====== DATASET

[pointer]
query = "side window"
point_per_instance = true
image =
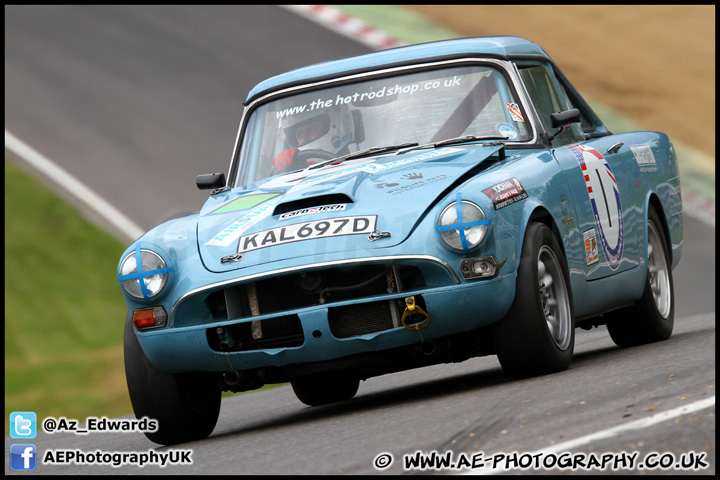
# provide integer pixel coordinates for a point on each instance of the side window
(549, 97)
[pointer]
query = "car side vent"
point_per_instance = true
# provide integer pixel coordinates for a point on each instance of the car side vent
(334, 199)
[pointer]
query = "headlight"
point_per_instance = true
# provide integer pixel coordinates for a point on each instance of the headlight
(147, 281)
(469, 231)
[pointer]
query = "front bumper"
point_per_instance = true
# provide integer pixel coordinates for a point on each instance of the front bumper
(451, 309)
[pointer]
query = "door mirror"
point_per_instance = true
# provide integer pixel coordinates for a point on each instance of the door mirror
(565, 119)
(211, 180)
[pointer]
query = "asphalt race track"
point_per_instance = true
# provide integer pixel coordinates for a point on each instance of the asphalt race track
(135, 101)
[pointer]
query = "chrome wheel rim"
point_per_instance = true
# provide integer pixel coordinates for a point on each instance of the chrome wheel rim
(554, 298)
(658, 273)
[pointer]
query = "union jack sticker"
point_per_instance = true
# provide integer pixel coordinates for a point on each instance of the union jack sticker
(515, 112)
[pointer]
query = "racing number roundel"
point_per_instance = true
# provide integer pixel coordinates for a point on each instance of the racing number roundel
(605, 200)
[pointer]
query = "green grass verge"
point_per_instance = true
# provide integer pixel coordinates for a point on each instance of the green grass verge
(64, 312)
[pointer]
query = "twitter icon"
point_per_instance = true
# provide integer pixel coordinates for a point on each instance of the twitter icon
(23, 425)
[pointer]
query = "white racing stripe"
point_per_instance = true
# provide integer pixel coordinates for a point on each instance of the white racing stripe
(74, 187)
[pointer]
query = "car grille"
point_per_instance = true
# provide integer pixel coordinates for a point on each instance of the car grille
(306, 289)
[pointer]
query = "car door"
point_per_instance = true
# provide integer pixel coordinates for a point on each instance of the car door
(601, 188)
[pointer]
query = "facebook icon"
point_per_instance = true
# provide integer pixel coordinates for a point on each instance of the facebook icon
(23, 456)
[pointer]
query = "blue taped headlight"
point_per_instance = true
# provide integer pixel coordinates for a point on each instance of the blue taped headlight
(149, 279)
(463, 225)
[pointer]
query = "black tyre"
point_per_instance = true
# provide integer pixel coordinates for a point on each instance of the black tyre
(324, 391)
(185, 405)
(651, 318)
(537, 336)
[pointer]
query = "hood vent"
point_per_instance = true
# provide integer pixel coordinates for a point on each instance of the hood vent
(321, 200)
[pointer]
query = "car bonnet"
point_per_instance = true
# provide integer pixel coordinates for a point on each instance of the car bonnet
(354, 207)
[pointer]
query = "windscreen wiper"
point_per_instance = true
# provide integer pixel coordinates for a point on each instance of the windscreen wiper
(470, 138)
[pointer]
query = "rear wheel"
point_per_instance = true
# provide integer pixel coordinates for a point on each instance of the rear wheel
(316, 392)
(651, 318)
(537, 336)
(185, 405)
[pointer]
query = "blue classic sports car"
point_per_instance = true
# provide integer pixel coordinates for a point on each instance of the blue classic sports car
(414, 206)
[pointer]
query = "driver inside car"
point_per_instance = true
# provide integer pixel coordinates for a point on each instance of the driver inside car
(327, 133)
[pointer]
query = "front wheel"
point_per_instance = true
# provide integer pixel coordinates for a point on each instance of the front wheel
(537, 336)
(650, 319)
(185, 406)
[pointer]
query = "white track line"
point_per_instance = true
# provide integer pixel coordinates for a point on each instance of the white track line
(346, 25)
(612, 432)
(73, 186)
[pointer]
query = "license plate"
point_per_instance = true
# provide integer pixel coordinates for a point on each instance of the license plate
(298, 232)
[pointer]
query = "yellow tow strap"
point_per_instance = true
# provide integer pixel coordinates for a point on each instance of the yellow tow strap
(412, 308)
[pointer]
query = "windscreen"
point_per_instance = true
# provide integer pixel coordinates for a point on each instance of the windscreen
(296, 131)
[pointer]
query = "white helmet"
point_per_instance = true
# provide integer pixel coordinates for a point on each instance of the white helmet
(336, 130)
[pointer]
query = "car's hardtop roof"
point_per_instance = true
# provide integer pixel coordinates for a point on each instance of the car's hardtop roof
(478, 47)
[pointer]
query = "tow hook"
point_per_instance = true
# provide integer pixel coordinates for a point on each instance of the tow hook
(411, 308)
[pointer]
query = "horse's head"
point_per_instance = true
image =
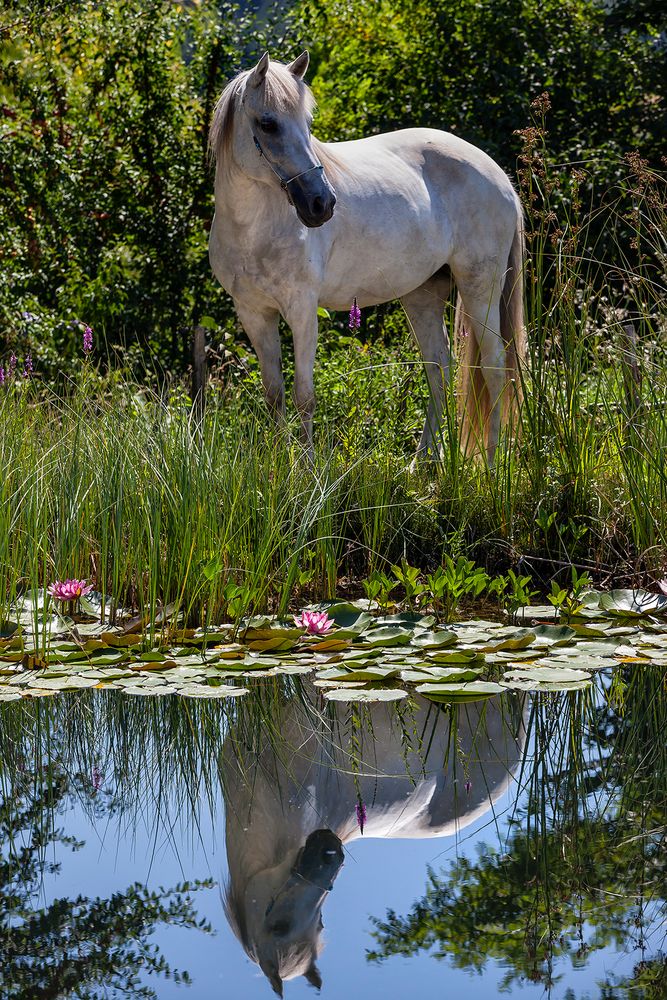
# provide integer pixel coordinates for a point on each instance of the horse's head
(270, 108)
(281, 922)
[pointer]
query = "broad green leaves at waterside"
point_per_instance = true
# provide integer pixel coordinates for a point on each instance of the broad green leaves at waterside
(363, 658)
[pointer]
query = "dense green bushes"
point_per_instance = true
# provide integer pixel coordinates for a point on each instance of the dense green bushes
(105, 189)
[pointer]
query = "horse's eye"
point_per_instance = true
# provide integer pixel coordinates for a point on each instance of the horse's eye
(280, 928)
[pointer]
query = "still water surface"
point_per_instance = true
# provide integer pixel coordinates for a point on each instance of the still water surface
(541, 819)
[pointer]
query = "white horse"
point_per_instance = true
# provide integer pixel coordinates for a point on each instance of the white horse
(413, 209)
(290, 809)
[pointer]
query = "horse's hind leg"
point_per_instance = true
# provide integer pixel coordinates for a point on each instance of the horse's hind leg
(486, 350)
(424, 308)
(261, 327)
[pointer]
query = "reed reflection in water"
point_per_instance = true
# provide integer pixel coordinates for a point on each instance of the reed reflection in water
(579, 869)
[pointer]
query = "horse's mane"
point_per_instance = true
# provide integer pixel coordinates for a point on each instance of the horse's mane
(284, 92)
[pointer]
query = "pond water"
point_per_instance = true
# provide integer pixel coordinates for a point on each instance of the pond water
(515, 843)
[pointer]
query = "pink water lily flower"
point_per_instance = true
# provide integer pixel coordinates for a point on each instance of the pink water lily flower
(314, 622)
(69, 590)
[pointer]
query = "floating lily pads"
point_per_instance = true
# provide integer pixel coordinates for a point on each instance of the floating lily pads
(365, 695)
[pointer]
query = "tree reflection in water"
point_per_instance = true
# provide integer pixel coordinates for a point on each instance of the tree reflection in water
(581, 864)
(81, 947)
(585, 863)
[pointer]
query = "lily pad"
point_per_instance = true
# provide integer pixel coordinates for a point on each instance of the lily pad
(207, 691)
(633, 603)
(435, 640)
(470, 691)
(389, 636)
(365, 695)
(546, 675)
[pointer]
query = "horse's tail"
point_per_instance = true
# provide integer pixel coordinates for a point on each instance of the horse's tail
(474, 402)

============

• **GIVEN EXERCISE**: In your copy of the records, include no pictures; repeat everything else exactly.

• **ANSWER TO THE EXERCISE**:
[pointer]
query = "side window"
point_per_instance = true
image =
# provide integer pixel coordinates for a point on each instance of the side window
(549, 97)
[pointer]
query = "car side vent"
point_per_instance = true
# provide integer pixel coordinates for a point on each instance of the car side vent
(334, 199)
[pointer]
query = "headlight"
point_per_instance = true
# provide integer pixel coordinates for a point on each instance of the headlight
(147, 281)
(469, 231)
[pointer]
query = "front bumper"
point_per_instance = true
# provide integer pixel coordinates for a point on each instance of the front bumper
(451, 309)
[pointer]
query = "door mirror"
point_per_instance = true
# provide integer pixel coordinates for a point on each instance of the door mirror
(565, 119)
(211, 180)
[pointer]
query = "asphalt race track"
point_per_instance = true
# provide integer pixel coordinates for a point on each instance of the asphalt race track
(135, 101)
[pointer]
query = "chrome wheel rim"
point_per_instance = true
# provide integer pixel coordinates for a point on each instance of the chrome wheel rim
(554, 298)
(658, 273)
[pointer]
query = "union jack sticker"
point_per_instance = true
# provide integer pixel coordinates for a point on each instance of the union jack sticker
(515, 112)
[pointer]
query = "racing number roundel"
point_per_instance = true
# provide integer pixel coordinates for a point on each instance of the racing number roundel
(605, 200)
[pointer]
query = "green grass verge"
point_per_instance = true
# provide integer pixel coordinates for a point on each instance of the green grass verge
(64, 312)
[pointer]
query = "twitter icon"
point_per_instance = true
# provide integer pixel coordinates for a point on each instance of the twitter icon
(23, 425)
[pointer]
query = "white racing stripe"
point_per_instance = true
# provide integer pixel coordinates for a point on each instance of the white racing stripe
(74, 187)
[pointer]
query = "car grille"
point_per_instance = true
# provide integer pixel coordinates for a point on each instance of the car grille
(306, 289)
[pointer]
query = "car door"
point_per_instance = true
# provide integer pixel coordinates for a point on each instance of the car door
(601, 188)
[pointer]
query = "facebook icon"
point_per_instance = true
# provide integer pixel coordinates for a point on each instance of the facebook icon
(23, 456)
[pointer]
query = "blue taped headlight"
point_per_instance = true
# provide integer pixel coordinates for a point on each instance of the blue taped headlight
(149, 279)
(463, 225)
[pointer]
query = "black tyre"
point_per_instance = true
# provide integer pixel coordinates for a point on each instance of the black tyre
(324, 391)
(185, 405)
(651, 318)
(537, 336)
[pointer]
query = "hood vent"
point_per_instance = true
# provide integer pixel coordinates for a point on each instance of the hood vent
(321, 200)
[pointer]
query = "car bonnet"
point_per_instance = true
# provide integer pixel coordinates for a point on each instance of the car bonnet
(354, 207)
[pointer]
query = "windscreen wiper"
point_per_instance = true
# provide integer pixel coordinates for a point on each instance of the windscreen wiper
(470, 138)
[pointer]
query = "rear wheel"
point_per_instance = true
# provide integer pixel coordinates for a point on each instance of the rear wheel
(316, 392)
(651, 318)
(537, 336)
(185, 405)
[pointer]
query = "blue classic sports car"
point_per_instance = true
# provide integer pixel coordinates for a point on each instance of the blue classic sports car
(414, 206)
[pointer]
query = "driver inside car"
point_per_instance = true
# provide integer pixel coordinates for a point on each instance of the driver inside car
(327, 133)
[pointer]
query = "front wheel"
point_per_instance = true
# provide integer pixel coordinates for a point on each instance of the front wheel
(537, 336)
(650, 319)
(185, 406)
[pointer]
query = "white track line"
point_per_instance = true
# provide integer pixel coordinates for a point on each instance of the white track line
(346, 25)
(612, 432)
(73, 186)
[pointer]
query = "license plate"
point_per_instance = true
# provide integer pixel coordinates for a point on each instance of the license plate
(298, 232)
[pointer]
query = "yellow tow strap"
point_per_instance = true
# provide integer pixel coordinates for a point on each instance of the yellow tow strap
(412, 308)
[pointer]
query = "windscreen"
point_per_instance = true
# provide integer pixel coordinates for a point on each instance of the windscreen
(296, 131)
[pointer]
query = "white helmet"
point_per_instance = true
# provide integer pixel coordinates for a point on each instance of the white helmet
(336, 130)
[pointer]
query = "car's hardtop roof"
point_per_instance = true
# provide integer pixel coordinates for a point on each instance of the car's hardtop roof
(478, 47)
[pointer]
query = "tow hook"
point_per_instance = true
# provide integer pixel coordinates for a point on each instance of the tow hook
(411, 308)
[pointer]
query = "horse's head"
point_per_instance = true
image =
# provide integer pixel coordinates for a point on each instance of the horse's head
(270, 108)
(281, 922)
[pointer]
query = "broad green leaves at waterside"
point_per_instance = true
# provide integer pixel coordinates for a point on each instance of the broad green leaves at waterside
(363, 658)
[pointer]
query = "dense green bushes"
point_per_instance = true
# provide integer pixel coordinates for a point on each instance of the dense green bushes
(105, 189)
[pointer]
query = "horse's eye"
point_per_instance = true
# provide integer pixel coordinates for a point on each instance of the horse's eye
(280, 928)
[pointer]
query = "still water surface"
point_per_instance = true
# provide integer pixel coordinates for a point on each instance of the still water surface
(541, 819)
[pointer]
query = "white horse"
point_per_instance = true
# provide integer pixel coordinates for a point on each instance of the white horse
(413, 209)
(290, 809)
[pointer]
query = "horse's hind leg"
point_per_instance = true
# provide integer pixel coordinates for a point on each instance of the horse's hind leg
(486, 350)
(424, 308)
(261, 327)
[pointer]
query = "reed reflection in water"
point_per_instance = true
# provide integer pixel coordinates for a point on each instance of the reed reflection in water
(579, 869)
[pointer]
query = "horse's mane"
point_per_instance = true
# provide integer pixel coordinates for a point on each instance of the horse's mane
(284, 92)
[pointer]
query = "pond water"
point_per_instance = true
# provide integer pixel coordinates for a point on each instance of the pond water
(515, 843)
[pointer]
query = "pink water lily flower"
point_per_instance = true
# provide integer pixel coordinates for a point on each instance of the pink water lily flower
(314, 622)
(69, 590)
[pointer]
query = "floating lily pads"
point_per_instance = true
# provide integer pixel coordinates for a point on each instance of the floating lily pads
(365, 695)
[pointer]
query = "tree reflection in water"
point_per_instance = true
# provide integer pixel coordinates for a point on each instance of the tree reflection in water
(581, 864)
(81, 947)
(585, 863)
[pointer]
query = "lily pad"
point_per_instance = true
# provide integer pixel coordinates for a point on each instance of the lily pad
(207, 691)
(633, 603)
(435, 640)
(470, 691)
(389, 636)
(365, 695)
(546, 675)
[pointer]
query = "horse's tail"
point_per_instance = true
# provide integer pixel coordinates for a point on each instance of the horse's tail
(474, 402)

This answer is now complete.